Task details | Please copy out every one of the records below word for word, keeping each line and its order unchanged.

-- START --

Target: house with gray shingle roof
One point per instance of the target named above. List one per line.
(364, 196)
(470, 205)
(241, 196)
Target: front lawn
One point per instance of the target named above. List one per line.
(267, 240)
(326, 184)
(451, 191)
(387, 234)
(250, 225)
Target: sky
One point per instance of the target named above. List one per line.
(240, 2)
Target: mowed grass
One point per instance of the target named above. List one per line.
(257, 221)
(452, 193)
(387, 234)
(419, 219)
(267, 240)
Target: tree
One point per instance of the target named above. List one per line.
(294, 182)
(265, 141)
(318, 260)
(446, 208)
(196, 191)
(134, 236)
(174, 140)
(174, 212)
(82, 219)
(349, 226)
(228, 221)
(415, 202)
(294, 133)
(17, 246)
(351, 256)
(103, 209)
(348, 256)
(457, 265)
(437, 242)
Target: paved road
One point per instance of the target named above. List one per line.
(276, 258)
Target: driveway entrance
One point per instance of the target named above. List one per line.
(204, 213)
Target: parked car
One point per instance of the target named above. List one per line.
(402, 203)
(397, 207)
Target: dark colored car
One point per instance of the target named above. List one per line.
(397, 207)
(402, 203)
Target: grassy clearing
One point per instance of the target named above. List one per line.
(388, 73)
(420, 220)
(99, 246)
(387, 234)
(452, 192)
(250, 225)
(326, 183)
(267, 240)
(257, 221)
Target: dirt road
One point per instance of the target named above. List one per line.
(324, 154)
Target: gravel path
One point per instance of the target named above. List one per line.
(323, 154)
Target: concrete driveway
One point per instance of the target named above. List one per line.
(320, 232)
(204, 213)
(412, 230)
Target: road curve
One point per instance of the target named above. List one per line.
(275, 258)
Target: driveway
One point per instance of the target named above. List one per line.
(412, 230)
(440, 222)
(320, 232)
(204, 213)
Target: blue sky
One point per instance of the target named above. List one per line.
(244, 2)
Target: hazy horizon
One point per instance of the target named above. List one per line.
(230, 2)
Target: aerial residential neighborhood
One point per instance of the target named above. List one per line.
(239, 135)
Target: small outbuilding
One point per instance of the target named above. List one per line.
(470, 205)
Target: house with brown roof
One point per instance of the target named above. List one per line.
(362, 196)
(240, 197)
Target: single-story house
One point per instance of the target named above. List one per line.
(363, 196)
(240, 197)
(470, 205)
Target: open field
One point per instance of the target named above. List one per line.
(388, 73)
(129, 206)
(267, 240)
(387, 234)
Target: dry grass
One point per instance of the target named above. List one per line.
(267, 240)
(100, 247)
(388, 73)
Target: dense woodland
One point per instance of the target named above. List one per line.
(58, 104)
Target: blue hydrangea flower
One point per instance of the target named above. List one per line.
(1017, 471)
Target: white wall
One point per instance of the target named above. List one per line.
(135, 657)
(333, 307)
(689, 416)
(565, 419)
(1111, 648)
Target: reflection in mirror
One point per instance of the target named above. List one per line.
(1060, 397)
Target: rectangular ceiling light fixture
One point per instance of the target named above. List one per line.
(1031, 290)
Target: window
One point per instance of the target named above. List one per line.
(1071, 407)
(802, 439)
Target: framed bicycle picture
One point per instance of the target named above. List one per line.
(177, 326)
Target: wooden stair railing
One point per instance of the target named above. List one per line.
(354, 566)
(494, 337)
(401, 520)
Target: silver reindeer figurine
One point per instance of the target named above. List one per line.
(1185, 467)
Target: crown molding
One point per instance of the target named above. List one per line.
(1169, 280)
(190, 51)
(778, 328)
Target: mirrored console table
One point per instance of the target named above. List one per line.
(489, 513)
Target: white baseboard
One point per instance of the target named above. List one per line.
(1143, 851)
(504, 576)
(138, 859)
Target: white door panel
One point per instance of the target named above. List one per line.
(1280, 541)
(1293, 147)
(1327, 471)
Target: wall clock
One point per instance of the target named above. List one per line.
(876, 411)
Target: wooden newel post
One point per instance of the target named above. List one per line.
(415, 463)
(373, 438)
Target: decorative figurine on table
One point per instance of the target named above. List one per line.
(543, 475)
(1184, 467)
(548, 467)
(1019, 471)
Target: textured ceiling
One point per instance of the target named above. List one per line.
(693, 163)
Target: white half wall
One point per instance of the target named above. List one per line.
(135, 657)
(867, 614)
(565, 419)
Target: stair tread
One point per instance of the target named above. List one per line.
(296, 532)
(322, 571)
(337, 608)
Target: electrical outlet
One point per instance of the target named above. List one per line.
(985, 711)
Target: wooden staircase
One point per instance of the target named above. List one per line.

-- END --

The result |
Target: house with gray shingle roof
One point per instance of the target named above. List one per line.
(364, 196)
(470, 205)
(241, 196)
Target: front lawn
One point per instance of the target named above. List one per line.
(267, 240)
(326, 184)
(451, 191)
(387, 234)
(250, 225)
Target: sky
One point per instance of the target named above. List one per line.
(240, 2)
Target: mowed grass
One point per instance of the target named above. List one per line.
(257, 221)
(452, 193)
(387, 234)
(419, 219)
(267, 240)
Target: tree
One point per instance of the target named above. List one per line.
(294, 182)
(265, 141)
(318, 260)
(446, 208)
(196, 191)
(134, 236)
(174, 140)
(174, 212)
(82, 219)
(349, 226)
(228, 221)
(415, 202)
(294, 133)
(17, 246)
(351, 256)
(103, 209)
(348, 256)
(457, 265)
(437, 242)
Target: paved road
One point per instance of the target named above. List one per line.
(276, 258)
Target: driveway entrance
One point per instance of the target named above. List one per line.
(204, 213)
Target: parked car
One point per instance of the target named above. List one per line.
(402, 203)
(397, 207)
Target: dark colored car
One point per instance of the target named above. List one per line.
(397, 207)
(402, 203)
Target: grassy clearing
One point per instance of the target named above. List one per line.
(388, 73)
(420, 220)
(99, 246)
(387, 234)
(452, 192)
(250, 225)
(326, 183)
(267, 240)
(257, 221)
Target: dirt road
One point per instance of the target named above. List one per line.
(324, 154)
Target: gravel path
One point per instance of the target named above. List one per line.
(323, 154)
Target: concrete driveway
One point per instance of the target named above. List one per line.
(320, 232)
(204, 213)
(412, 230)
Target: road curve
One point per instance of the target named above. List one per line.
(275, 258)
Target: driveway
One point per instance of the target named above. List one per line.
(412, 230)
(440, 222)
(320, 232)
(204, 213)
Target: blue sky
One point per instance of the target named above. List one per line.
(244, 2)
Target: hazy horizon
One point per instance of the target named above. List one per line.
(230, 2)
Target: aerial residential neighborhood
One point per instance of the target named above. List one per line.
(239, 135)
Target: small outbuilding
One point per instance of the target named above. List one per line.
(470, 205)
Target: house with brown roof
One point per instance of the target named above. List one per line.
(362, 196)
(240, 197)
Target: single-story house
One point per instance of the target named above. List one per line.
(363, 196)
(240, 197)
(470, 205)
Target: open field
One point per instance of the target named above. List one per line.
(388, 73)
(129, 206)
(267, 240)
(387, 234)
Target: dry grass
One point per instance of the target named above. List one per line.
(267, 240)
(100, 247)
(388, 73)
Target: dense woodland
One point per instance of the target named above. List one per line.
(58, 104)
Target: blue hydrangea flower
One point per instance of the target named above. List one per line.
(1017, 471)
Target: white wall
One point per instance of the target named above. List one per line.
(135, 657)
(333, 307)
(689, 416)
(565, 419)
(1111, 648)
Target: reflection in mirror
One point per instance of the target named above. List one per line.
(1060, 397)
Target: rectangular ceiling light fixture
One point per instance of the target named above. List one per line.
(1031, 290)
Target: window
One point per instance of the target named above. List one per line.
(1071, 407)
(802, 439)
Target: framed bicycle picture
One point per instance of the target named above. List one per line.
(177, 326)
Target: wooden stair railing
One point per instance of the target named above. List one per line.
(354, 566)
(494, 337)
(401, 520)
Target: silver reindeer figurine
One point per instance of the target named above. List one per line.
(1185, 467)
Target: crown molding
One point per instance of the target named above. List one per line.
(1169, 280)
(190, 51)
(778, 328)
Target: mirrored console table
One point per instance of the target named above. List one per line.
(489, 513)
Target: white baseboard
One point per instance of the target named above. List one per line.
(1143, 851)
(504, 576)
(138, 859)
Target: white door panel
One point per instance of the target named above. List one per line.
(1280, 541)
(1293, 147)
(1327, 471)
Target: wall clock
One point per instance of the target named above. List one per line.
(876, 411)
Target: wooden newel post
One point per instance of the target named above. List one per line.
(415, 463)
(373, 438)
Target: decorative figurine on table
One point per instance of the target named above. List one per line.
(543, 475)
(1184, 467)
(548, 467)
(1019, 471)
Target: textured ceiling
One point per instance of the target named above. List one per line.
(693, 163)
Target: white half wall
One point per instance of the target named above. List one per line.
(135, 657)
(867, 614)
(565, 419)
Target: stair tread
One point per instance of the target named above. List one per line.
(296, 532)
(322, 571)
(337, 608)
Target: electrical outlet
One point per instance of the target named above. List one per line.
(985, 711)
Target: wooden staircase
One point per instance of the target named above. List one per line.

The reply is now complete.